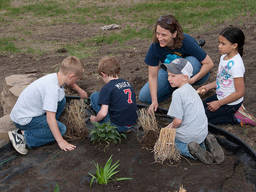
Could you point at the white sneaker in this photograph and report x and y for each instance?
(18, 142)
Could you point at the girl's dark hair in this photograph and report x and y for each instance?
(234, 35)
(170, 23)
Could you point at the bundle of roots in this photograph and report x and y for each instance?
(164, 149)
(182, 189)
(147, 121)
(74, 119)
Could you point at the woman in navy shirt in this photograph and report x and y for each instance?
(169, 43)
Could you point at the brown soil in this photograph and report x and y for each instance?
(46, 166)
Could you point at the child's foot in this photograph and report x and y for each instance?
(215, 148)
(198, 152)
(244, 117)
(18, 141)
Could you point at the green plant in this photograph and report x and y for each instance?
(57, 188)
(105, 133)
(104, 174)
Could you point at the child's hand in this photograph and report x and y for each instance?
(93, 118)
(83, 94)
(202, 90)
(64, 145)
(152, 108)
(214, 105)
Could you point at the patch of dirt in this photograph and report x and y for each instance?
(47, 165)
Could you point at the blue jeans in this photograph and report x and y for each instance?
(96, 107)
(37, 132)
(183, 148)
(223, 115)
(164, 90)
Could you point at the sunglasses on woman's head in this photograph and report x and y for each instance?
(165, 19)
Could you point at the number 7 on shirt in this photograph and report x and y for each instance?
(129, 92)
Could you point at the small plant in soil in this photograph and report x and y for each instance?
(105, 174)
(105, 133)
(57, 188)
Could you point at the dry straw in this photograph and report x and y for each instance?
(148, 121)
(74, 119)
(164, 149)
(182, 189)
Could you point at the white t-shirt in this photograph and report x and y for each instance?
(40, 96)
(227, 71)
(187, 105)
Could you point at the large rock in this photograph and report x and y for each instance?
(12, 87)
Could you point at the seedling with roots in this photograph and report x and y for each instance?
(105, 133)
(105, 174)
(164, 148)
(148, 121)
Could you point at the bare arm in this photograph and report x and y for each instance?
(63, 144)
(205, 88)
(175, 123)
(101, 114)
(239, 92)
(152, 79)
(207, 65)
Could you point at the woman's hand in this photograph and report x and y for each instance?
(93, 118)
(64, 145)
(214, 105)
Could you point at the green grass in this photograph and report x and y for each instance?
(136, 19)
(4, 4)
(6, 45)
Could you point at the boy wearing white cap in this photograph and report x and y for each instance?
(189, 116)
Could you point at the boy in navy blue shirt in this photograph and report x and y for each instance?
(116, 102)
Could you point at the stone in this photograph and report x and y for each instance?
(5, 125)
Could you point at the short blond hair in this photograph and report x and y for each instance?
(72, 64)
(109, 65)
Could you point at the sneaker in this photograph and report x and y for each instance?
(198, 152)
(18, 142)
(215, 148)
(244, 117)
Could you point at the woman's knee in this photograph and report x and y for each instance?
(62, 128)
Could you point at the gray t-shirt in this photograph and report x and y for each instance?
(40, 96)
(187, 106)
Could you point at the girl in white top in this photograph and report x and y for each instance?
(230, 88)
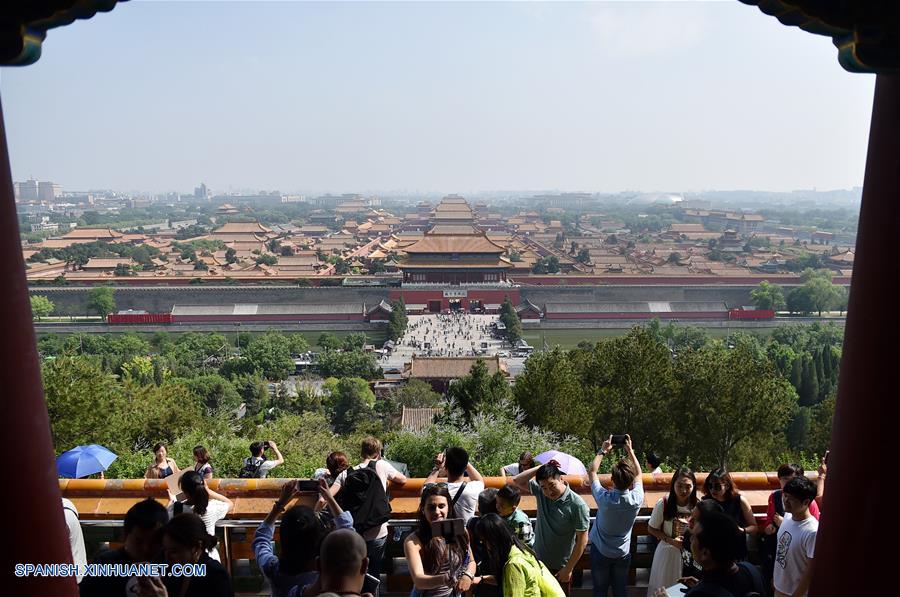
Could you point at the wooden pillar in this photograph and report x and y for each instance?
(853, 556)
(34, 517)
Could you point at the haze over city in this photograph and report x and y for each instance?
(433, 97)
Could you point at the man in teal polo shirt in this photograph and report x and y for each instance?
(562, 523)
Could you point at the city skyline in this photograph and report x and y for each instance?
★ ★ ★
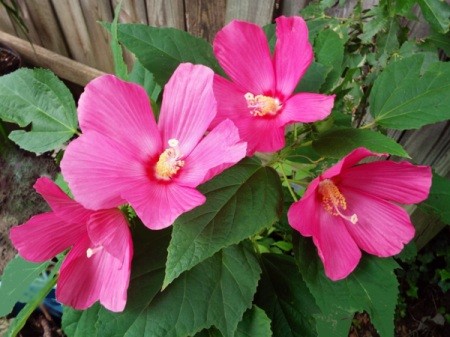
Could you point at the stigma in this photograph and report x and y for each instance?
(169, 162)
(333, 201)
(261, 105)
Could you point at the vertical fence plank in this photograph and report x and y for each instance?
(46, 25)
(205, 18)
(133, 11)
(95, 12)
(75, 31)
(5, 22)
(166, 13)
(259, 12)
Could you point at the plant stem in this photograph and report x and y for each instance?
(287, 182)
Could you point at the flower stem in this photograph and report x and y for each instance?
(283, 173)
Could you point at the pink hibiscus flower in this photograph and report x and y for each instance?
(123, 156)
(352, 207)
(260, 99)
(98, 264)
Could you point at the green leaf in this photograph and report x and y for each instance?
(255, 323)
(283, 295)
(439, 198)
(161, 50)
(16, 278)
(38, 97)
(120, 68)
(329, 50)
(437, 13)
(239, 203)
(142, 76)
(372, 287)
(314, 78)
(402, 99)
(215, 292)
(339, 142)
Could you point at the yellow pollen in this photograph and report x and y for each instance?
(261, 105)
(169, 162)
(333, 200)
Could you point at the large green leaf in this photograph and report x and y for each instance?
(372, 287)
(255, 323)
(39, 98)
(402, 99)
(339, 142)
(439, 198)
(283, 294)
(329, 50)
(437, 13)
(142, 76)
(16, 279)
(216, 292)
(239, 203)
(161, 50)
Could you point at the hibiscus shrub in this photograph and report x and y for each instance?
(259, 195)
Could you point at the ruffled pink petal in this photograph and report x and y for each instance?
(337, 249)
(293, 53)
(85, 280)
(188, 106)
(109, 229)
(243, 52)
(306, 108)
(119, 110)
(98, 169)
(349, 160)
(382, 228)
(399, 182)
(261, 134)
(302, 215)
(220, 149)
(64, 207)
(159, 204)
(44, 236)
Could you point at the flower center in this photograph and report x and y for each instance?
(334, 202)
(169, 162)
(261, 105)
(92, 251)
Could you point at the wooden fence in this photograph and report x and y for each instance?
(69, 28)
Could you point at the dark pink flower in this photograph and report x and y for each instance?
★ ★ ★
- **The exercise**
Copy every line from the rows above that contains the word "soil".

- **Answer to the exercise**
Could you point at the brown soil in this photograph and report x and y for each instance?
Could you point at the small plant in soil in this photograph and report x and y for each instance?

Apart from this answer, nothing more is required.